▶ [GIVEN INSTRUCTION] Transcribe the item lines below word for word. Begin with the line containing "Game engine object recognition — detect backpack", and stop after the line containing "209, 487, 241, 548".

▶ [EXERCISE MATERIAL]
───

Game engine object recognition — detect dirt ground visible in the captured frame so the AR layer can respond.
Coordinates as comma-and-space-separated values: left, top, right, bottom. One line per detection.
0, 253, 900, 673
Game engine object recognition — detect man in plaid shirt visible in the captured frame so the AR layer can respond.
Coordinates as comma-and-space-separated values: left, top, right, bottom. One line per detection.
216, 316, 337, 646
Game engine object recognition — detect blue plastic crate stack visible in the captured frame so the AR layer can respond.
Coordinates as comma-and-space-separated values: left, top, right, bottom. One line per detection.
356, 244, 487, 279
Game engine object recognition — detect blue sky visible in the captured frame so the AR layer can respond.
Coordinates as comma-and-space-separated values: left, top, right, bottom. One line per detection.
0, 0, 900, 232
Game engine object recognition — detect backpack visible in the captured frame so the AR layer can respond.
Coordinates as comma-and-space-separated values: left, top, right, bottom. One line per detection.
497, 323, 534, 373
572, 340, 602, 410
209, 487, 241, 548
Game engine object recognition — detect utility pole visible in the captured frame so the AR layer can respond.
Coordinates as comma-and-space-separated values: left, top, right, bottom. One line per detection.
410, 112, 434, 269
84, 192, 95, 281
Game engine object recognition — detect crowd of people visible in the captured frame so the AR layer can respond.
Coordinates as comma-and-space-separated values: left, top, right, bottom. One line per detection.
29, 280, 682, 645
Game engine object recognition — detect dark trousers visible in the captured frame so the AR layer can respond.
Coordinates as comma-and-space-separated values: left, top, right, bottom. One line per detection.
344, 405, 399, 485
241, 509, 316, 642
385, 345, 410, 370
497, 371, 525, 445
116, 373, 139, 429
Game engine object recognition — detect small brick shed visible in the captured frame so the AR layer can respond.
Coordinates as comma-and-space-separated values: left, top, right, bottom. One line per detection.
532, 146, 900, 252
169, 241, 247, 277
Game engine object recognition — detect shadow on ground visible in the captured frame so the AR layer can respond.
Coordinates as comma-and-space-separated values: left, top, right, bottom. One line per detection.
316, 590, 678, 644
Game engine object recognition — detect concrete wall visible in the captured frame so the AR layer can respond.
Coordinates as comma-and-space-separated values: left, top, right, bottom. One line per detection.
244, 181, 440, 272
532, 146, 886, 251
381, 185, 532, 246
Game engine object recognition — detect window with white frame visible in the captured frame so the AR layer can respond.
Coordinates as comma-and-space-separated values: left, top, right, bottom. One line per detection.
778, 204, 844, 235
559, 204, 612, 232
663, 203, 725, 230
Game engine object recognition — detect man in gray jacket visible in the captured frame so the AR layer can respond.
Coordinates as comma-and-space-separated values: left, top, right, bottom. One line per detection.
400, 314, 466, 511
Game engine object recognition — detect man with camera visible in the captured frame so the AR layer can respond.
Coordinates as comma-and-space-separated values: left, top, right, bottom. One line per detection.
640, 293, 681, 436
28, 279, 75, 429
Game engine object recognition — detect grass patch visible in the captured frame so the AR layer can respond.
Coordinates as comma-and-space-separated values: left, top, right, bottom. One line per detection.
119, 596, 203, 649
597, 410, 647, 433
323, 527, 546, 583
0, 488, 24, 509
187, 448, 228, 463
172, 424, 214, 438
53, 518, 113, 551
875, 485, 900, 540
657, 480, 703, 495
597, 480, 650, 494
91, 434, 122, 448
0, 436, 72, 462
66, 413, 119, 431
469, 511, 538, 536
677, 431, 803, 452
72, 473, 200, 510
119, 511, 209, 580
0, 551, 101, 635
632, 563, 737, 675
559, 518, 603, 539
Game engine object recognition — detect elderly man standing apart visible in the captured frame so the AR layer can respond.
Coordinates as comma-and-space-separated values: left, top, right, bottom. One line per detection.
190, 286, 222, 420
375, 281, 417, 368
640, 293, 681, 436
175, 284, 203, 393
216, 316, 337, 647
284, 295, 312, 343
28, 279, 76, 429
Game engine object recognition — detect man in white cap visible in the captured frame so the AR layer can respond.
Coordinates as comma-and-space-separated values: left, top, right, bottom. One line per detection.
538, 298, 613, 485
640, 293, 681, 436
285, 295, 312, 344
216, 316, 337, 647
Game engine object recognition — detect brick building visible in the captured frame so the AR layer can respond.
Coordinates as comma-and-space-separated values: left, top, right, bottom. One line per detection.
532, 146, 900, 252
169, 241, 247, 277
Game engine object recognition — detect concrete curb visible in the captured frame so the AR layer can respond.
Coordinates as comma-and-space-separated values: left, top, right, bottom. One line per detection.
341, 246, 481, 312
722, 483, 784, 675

───

▶ [OUTPUT FOR THIS EXERCISE]
Game engine object recognition — detect backpack visible in the captured frame so the AR layer can respond.
Coordinates as comma-and-space-separated values: left, top, right, bottom. One line per detection.
497, 323, 534, 373
572, 340, 602, 410
209, 487, 241, 548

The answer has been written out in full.